Rewrite every one of the entries below as a Markdown table with the columns Row and Line. Number each line in the Row column and omit any blank lines.

####

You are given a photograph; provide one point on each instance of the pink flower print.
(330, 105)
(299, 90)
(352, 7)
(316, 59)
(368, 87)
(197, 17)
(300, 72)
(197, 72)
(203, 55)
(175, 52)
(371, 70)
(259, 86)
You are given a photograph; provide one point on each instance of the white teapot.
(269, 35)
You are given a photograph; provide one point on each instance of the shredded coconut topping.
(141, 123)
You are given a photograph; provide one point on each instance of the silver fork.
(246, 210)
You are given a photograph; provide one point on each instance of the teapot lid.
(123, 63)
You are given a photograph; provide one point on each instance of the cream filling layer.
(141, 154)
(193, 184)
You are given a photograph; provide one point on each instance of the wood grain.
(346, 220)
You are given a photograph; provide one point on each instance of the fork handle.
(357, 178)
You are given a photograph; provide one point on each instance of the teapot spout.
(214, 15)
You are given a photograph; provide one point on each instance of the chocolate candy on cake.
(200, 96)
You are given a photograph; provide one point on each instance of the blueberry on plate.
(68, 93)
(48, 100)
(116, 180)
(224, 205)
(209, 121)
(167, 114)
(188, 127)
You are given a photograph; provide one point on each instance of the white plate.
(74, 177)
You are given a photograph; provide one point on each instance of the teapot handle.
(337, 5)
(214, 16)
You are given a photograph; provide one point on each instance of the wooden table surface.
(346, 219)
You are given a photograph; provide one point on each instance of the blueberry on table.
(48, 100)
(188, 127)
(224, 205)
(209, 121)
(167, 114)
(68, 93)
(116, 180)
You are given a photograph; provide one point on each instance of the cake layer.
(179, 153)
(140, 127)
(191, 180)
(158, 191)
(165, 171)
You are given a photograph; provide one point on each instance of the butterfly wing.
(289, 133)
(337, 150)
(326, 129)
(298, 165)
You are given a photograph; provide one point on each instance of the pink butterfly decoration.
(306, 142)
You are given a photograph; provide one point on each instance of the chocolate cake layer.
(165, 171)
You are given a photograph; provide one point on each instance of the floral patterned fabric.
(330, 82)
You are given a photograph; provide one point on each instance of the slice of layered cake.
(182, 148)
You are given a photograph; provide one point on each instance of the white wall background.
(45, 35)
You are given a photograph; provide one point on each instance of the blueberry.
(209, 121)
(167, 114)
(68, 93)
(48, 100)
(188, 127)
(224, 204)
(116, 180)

####

### TASK ANSWER
| Row | Line |
|---|---|
| 1 | You are given a photograph; provide one point on each instance of the pink flower print. |
| 2 | (330, 105) |
| 3 | (299, 90) |
| 4 | (352, 7) |
| 5 | (316, 59) |
| 6 | (368, 87) |
| 7 | (197, 17) |
| 8 | (300, 72) |
| 9 | (197, 72) |
| 10 | (203, 55) |
| 11 | (175, 52) |
| 12 | (371, 70) |
| 13 | (259, 86) |
| 14 | You are given a photograph; provide one point on each instance of the white teapot. |
| 15 | (269, 35) |
| 16 | You are given a photograph; provide one point on each instance of the shredded coconut topping. |
| 17 | (141, 123) |
| 18 | You are given a photograph; provide one point on each instance of the silver fork. |
| 19 | (246, 210) |
| 20 | You are given a photograph; provide one point on each instance of the teapot lid. |
| 21 | (123, 63) |
| 22 | You are given a photograph; provide one point on each instance of the cream filling layer. |
| 23 | (141, 154) |
| 24 | (193, 184) |
| 25 | You are given a photograph; provide one point on each instance of the wood grain. |
| 26 | (346, 220) |
| 27 | You are given a photograph; provide one point on each instance of the fork handle. |
| 28 | (357, 178) |
| 29 | You are given a photograph; provide one point on each instance of the teapot spout. |
| 30 | (214, 15) |
| 31 | You are given a photograph; provide one point on each instance of the chocolate candy on cake. |
| 32 | (200, 96) |
| 33 | You are given a photograph; provide one point on each instance of the blueberry on plate. |
| 34 | (68, 93) |
| 35 | (48, 100) |
| 36 | (116, 180) |
| 37 | (224, 205) |
| 38 | (209, 121) |
| 39 | (167, 114) |
| 40 | (188, 127) |
| 41 | You are given a photograph; provide one point on each instance of the white plate. |
| 42 | (74, 177) |
| 43 | You are given a photograph; provide one point on each instance of the teapot handle. |
| 44 | (337, 5) |
| 45 | (214, 16) |
| 46 | You are given a photograph; provide one point on each instance of the wooden table surface. |
| 47 | (346, 219) |
| 48 | You are given a photograph; provide one point on each instance of the blueberry on table. |
| 49 | (48, 100) |
| 50 | (188, 127) |
| 51 | (224, 205) |
| 52 | (209, 121) |
| 53 | (167, 114) |
| 54 | (68, 93) |
| 55 | (116, 180) |
| 56 | You are given a photograph; provide one point on each instance of the cake layer. |
| 57 | (179, 153) |
| 58 | (140, 127) |
| 59 | (191, 180) |
| 60 | (158, 191) |
| 61 | (165, 171) |
| 62 | You are given a photograph; provide one point on each instance of the butterfly wing. |
| 63 | (289, 133) |
| 64 | (337, 150) |
| 65 | (326, 129) |
| 66 | (298, 165) |
| 67 | You are given a photograph; provide one point on each instance of the pink butterfly decoration. |
| 68 | (306, 142) |
| 69 | You are given a photograph; provide one point on each instance of the chocolate cake layer. |
| 70 | (165, 171) |
| 71 | You are given a photograph; provide one point on each instance of the floral patterned fabric. |
| 72 | (330, 82) |
| 73 | You are given a photograph; provide one point on each instance of the slice of layered cake. |
| 74 | (182, 148) |
| 75 | You are given a photograph; provide one point on each instance of the white wall background. |
| 76 | (45, 35) |
| 77 | You are given a photograph; provide one point on each instance of the blueberry. |
| 78 | (209, 121) |
| 79 | (167, 114) |
| 80 | (68, 93) |
| 81 | (48, 100) |
| 82 | (188, 127) |
| 83 | (224, 204) |
| 84 | (116, 180) |